Using the account of the 2007 Kidlington visit to South Africa, name the link parish that the visitors went to.

**Page excerpt:**

=== Section Start ===

Kidlington Visit to South Africa, 2007
In the spring of 2007, ACHIVA members Kathryn Ellis and Eleanor Williamson, along with Revd Hilary Campbell, Team Vicar in the parish of Kidlington with Hampton Poyle, visited Kidlington's link parish of All Saints, Montshiwa. They also met with Masi Cowper. Eleanor provided these reflections on their visit, first published in the Kidlington News.
In Africa, you don’t die of AIDS: you still die, but in explanation, they will say that you “got sick”. If a woman discloses to her husband that she is HIV positive, he may beat her and throw her out, even if it was he who infected her. Although drugs are available to pregnant women who have tested HIV positive that prevent them passing the virus to their child, many do not return to the clinic for their test results.

=== Section End ===

**Provided information:**
=== Section Start ===

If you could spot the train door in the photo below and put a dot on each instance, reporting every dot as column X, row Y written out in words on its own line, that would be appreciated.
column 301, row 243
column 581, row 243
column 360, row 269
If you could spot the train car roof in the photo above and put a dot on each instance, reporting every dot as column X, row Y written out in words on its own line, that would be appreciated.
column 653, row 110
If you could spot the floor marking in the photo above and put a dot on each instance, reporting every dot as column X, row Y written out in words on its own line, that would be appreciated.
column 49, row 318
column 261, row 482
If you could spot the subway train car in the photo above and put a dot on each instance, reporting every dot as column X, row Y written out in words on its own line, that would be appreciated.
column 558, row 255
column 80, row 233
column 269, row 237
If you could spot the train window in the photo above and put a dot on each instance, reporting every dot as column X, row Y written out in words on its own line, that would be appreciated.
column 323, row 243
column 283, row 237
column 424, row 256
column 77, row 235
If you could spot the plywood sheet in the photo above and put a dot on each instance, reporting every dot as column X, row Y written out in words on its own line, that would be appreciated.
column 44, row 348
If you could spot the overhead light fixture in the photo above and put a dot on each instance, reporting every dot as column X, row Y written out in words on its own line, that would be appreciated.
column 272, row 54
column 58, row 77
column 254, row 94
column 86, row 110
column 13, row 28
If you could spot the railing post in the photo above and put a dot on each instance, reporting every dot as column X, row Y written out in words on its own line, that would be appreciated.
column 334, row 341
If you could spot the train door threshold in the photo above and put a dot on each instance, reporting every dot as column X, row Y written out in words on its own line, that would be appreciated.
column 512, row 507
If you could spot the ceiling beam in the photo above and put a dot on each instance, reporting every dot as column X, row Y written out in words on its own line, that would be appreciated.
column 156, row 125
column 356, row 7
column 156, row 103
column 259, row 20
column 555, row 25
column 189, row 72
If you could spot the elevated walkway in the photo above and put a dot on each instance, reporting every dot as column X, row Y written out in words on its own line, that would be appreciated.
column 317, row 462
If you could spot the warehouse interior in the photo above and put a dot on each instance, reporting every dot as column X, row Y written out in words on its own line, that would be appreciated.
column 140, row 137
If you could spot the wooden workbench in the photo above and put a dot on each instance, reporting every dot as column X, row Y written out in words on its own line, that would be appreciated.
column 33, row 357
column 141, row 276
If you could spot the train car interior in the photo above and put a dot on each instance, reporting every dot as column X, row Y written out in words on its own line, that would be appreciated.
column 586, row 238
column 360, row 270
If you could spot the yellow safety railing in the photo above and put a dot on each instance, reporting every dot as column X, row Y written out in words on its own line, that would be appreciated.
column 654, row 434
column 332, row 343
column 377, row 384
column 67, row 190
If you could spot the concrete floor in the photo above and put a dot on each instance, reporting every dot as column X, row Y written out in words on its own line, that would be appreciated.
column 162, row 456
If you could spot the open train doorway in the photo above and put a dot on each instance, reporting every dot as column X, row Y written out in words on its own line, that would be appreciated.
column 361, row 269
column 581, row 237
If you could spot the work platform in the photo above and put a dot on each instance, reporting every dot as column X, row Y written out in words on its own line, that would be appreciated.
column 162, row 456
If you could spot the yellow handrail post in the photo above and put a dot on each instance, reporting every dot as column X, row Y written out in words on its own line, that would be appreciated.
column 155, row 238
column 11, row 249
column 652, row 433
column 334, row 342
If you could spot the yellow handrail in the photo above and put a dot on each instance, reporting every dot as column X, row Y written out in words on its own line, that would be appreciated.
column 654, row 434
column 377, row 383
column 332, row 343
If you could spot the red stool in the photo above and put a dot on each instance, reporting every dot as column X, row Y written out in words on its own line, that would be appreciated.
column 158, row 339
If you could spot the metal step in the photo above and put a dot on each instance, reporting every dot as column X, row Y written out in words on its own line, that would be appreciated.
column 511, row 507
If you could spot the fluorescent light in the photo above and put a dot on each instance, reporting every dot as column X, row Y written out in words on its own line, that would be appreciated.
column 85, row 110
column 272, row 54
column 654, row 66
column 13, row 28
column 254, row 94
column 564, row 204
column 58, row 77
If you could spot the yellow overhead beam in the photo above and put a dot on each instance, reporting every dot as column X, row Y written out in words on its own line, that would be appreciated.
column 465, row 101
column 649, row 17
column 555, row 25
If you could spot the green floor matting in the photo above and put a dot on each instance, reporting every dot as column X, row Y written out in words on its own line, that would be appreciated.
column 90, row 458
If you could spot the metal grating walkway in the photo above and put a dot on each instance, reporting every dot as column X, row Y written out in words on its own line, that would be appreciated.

=== Section End ===

**Result:** All Saints, Montshiwa